◆ **Required actions**
1/ Rewrite the Forbidden Conversations interview passage between "Welcome!! Thank you" and "of our democracy.", inclusive, using "ten days" in place of "eight days".
2/ In the Forbidden Conversations interview passage, which well-known philosophers and scientists are named as having used dialogues?

◆ **Passage shown**
Sunday, June 30, 2013

Introducing Forbidden Conversations and Interviewing the two authors Eric Dietrich and Tara Fox Hall

Welcome!! Thank you for taking the time to speak with us today. Let's get started by telling a brief Blurb about Forbidden Conversations.


GENRE
Forbidden Conversations is social and political criticism.

BLURB
Forbidden Conversations is the record of a series of conversations over eight days between three friends on topics which Americans are actively prevented from discussing, except perhaps in private, behind closed doors. An example is gun control.  The prevention of these discussions is destructive both to American society and to the future of our democracy.

The conversations are rendered as dialogues.  Dialogues are not plays. They are an ancient and venerable technique for exploring controversial or difficult subjects, and have been used to great effect by well-known philosophers and scientists, such as Plato and Galileo.

Though the topics of the conversations recorded are themselves quite controversial, the fact that they are now in readers' hands is due to something even more controversial: one of the participants of these conversations died in an effort to bring them to the reading public. Whether that death and its accompanying violence were worth it, we will leave to the reader to decide.


Does sound very interesting, that is for sure. Now just a few questions for you.
What lead you to write Forbidden Conversations?

◆ **Data records**

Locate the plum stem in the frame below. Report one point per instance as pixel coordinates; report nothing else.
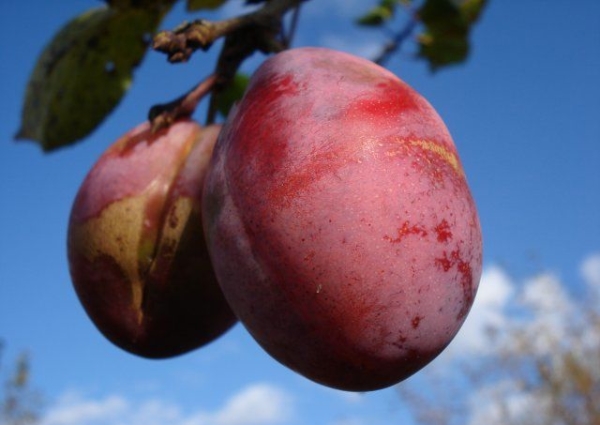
(163, 115)
(184, 40)
(244, 35)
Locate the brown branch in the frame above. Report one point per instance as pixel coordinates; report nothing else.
(165, 114)
(184, 40)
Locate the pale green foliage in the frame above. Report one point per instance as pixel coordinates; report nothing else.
(541, 365)
(20, 404)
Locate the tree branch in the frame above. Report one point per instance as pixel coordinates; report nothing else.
(397, 40)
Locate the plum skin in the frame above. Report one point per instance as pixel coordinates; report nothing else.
(339, 221)
(136, 250)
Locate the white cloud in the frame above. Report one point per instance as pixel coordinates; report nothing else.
(72, 409)
(496, 291)
(259, 403)
(256, 404)
(590, 271)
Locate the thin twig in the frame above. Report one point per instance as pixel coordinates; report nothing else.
(183, 41)
(165, 114)
(397, 40)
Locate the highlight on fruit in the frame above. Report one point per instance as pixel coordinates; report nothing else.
(339, 220)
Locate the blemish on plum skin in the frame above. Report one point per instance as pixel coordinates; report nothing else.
(466, 280)
(416, 321)
(406, 230)
(443, 231)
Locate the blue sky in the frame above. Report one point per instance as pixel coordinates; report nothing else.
(524, 112)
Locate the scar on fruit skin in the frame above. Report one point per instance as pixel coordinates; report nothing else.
(431, 146)
(406, 230)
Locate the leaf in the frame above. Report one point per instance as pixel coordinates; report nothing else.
(193, 5)
(232, 93)
(83, 73)
(445, 40)
(379, 14)
(140, 4)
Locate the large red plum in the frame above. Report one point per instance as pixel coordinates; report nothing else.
(339, 220)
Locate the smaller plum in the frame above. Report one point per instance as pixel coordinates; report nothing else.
(136, 248)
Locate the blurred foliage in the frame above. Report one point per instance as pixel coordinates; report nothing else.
(82, 75)
(444, 26)
(19, 403)
(542, 368)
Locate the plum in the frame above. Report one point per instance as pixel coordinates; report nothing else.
(339, 220)
(136, 249)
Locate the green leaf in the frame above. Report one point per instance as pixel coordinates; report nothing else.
(379, 14)
(83, 73)
(193, 5)
(232, 93)
(445, 39)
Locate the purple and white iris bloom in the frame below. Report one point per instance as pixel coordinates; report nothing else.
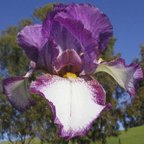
(67, 46)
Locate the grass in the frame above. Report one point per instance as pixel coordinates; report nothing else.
(132, 136)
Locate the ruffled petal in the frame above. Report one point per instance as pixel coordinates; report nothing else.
(15, 88)
(30, 38)
(126, 76)
(81, 18)
(70, 61)
(74, 102)
(73, 36)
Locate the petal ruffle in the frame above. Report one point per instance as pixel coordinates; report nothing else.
(31, 39)
(92, 19)
(74, 102)
(15, 88)
(70, 61)
(126, 76)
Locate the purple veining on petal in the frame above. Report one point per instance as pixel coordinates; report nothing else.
(15, 88)
(92, 19)
(127, 76)
(42, 84)
(30, 38)
(68, 61)
(47, 56)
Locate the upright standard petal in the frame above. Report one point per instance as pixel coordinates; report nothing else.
(92, 19)
(70, 61)
(31, 39)
(15, 88)
(126, 76)
(74, 102)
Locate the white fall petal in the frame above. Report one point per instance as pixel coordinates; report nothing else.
(75, 102)
(16, 90)
(126, 76)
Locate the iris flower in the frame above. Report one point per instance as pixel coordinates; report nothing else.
(67, 47)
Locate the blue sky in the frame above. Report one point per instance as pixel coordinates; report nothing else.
(127, 17)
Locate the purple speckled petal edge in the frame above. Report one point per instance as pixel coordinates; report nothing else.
(47, 80)
(127, 76)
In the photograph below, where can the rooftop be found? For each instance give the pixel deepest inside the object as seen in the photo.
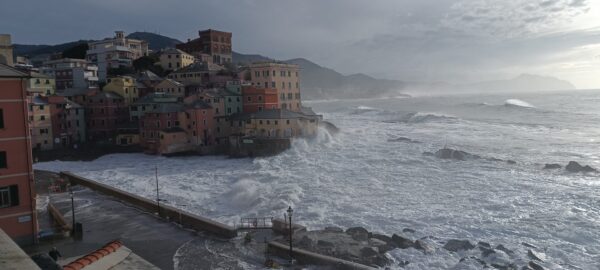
(10, 72)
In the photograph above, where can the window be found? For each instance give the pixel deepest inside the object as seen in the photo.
(9, 196)
(3, 164)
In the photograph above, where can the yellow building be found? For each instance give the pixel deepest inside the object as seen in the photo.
(173, 59)
(283, 77)
(40, 85)
(276, 124)
(124, 86)
(40, 123)
(170, 87)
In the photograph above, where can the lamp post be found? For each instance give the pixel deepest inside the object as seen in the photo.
(72, 210)
(290, 212)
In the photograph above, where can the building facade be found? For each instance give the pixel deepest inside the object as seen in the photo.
(125, 86)
(215, 43)
(283, 77)
(259, 99)
(173, 59)
(104, 112)
(115, 52)
(17, 193)
(68, 122)
(70, 72)
(6, 50)
(40, 123)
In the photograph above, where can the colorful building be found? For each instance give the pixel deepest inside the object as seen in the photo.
(172, 59)
(70, 72)
(283, 77)
(40, 85)
(148, 103)
(198, 73)
(17, 192)
(68, 122)
(6, 50)
(125, 86)
(171, 87)
(104, 112)
(40, 123)
(215, 43)
(115, 52)
(258, 99)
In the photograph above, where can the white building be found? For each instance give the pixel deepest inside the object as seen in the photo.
(115, 52)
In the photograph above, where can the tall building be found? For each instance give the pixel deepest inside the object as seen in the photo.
(17, 193)
(71, 73)
(283, 77)
(173, 59)
(216, 44)
(6, 53)
(115, 52)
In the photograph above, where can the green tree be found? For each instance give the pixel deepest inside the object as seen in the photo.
(78, 51)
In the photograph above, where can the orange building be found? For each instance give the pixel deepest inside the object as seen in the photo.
(259, 99)
(17, 193)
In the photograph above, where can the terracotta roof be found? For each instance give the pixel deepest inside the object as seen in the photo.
(10, 72)
(94, 256)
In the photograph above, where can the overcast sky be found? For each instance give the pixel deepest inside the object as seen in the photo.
(412, 40)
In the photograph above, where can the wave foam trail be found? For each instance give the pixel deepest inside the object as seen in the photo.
(518, 103)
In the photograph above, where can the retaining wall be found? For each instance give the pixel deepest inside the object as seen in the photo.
(186, 219)
(307, 257)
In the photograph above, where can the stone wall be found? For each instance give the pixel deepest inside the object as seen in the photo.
(186, 219)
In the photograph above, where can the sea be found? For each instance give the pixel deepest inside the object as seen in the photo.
(377, 172)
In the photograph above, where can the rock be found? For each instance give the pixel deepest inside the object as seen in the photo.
(535, 266)
(550, 166)
(334, 229)
(402, 242)
(423, 246)
(484, 244)
(447, 153)
(535, 255)
(486, 251)
(305, 242)
(325, 244)
(528, 245)
(403, 139)
(408, 230)
(369, 252)
(383, 238)
(506, 250)
(504, 267)
(457, 245)
(358, 233)
(576, 167)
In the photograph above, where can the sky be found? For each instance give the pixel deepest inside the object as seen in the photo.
(456, 41)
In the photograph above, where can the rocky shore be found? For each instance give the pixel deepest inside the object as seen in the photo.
(359, 245)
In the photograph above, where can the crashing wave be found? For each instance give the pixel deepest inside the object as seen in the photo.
(517, 103)
(418, 117)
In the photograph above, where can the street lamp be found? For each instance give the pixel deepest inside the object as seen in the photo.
(72, 210)
(290, 212)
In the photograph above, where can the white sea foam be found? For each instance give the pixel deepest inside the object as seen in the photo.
(518, 103)
(357, 178)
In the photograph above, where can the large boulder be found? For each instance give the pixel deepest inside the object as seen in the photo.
(401, 241)
(447, 153)
(358, 233)
(458, 245)
(576, 167)
(550, 166)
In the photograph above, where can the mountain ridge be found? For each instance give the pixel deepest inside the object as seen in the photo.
(319, 82)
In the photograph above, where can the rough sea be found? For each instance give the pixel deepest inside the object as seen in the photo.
(374, 174)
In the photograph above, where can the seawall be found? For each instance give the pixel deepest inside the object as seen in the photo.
(186, 219)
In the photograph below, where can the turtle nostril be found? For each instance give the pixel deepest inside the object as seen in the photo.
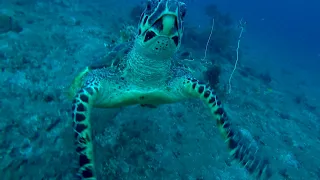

◆ **List of solutions**
1/
Welcome!! Thank you for taking the time to speak with us today. Let's get started by telling a brief Blurb about Forbidden Conversations.


GENRE
Forbidden Conversations is social and political criticism.

BLURB
Forbidden Conversations is the record of a series of conversations over ten days between three friends on topics which Americans are actively prevented from discussing, except perhaps in private, behind closed doors. An example is gun control.  The prevention of these discussions is destructive both to American society and to the future of our democracy.

2/ Plato and Galileo.